• TEXT PROVIDED
One way to influence others is to first be influenced by them. In other words, seek first to understand, then to be understood. Maybe I would be less frustrated if I actually knew the reasons why you believe in God. Help me understand, and in turn I will respectfully respond, and if you care to hear I will respond with the reasons why I don't believe in God.

Thank you in advance for the conversation
I think that to believe doesn't matter as much as to imagine. I imagine God is the best friend that anyone can ever have. That is enough for me!
 

Subduction Zone

Veteran Member
I guess the need wasn't so much for you. Our conversation is really a spinoff from Tagliatali.

Yes, there are theists who want the impossible. It really is just a personal outcome as each individual processes what they see and think. IMO.

You could say that those who believe in God or gods, go through the same process of elimination of the other faiths.

• EXERCISE DATA
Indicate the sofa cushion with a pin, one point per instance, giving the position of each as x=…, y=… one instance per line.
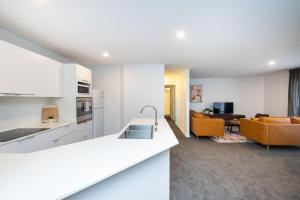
x=276, y=120
x=295, y=120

• PARTS OF THE EXERCISE
- a) Answer these questions about the forum discussion about belief in God:
(i) What does the opening post name as one way to influence others?
(ii) What does the second post imagine God to be?
(iii) According to the later reply, what do some theists want?
- b) Pick up the forum discussion about belief in God after its final sentence and continue it.
The data is separate material and has no connection to the forum discussion about belief in God.

• ANSWERS BY TASK
- a)
(i) To first be influenced by them.
(ii) The best friend that anyone can ever have.
(iii) The impossible.

- b)
Not really. This would likely apply only to those that started without a belief. If one grew up with a belief, or even in the culture dominated by a belief, it can often be very hard for believers to see the flaws in their own beliefs. For example believers in the Adam and Eve myth cannot see that God was at fault if one interprets it literally. They will tend to make false excuses that are refuted by the story itself. What occurs quite often when a cherished belief is challenged is that one goes through cognitive dissonance. One makes excuses for the flaws in one's faiths. The entire practice of "Christian apologetics" appears to be an exercise in cognitive dissonance.
 

Kenny

Face to face with my Father
Premium Member
Not really. This would likely apply only to those that started without a belief. If one grew up with a belief, or even in the culture dominated by a belief, it can often be very hard for believers to see the flaws in their own beliefs. For example believers in the Adam and Eve myth cannot see that God was at fault if one interprets it literally. They will tend to make false excuses that are refuted by the story itself. What occurs quite often when a cherished belief is challenged is that one goes through cognitive dissonance. One makes excuses for the flaws in one's faiths. The entire practice of "Christian apologetics" appears to be an exercise in cognitive dissonance.
I'm sure that can happen. However, since we know that there are atheists that become theists and visa-versa, you can't hold that as a standard.

Perhaps that would be more true if someone hasn't really sat down and asked the hard questions. Thus, those who thought that Adam and Eve were myths, got challenged, and became believers. (And visa-versa - of course).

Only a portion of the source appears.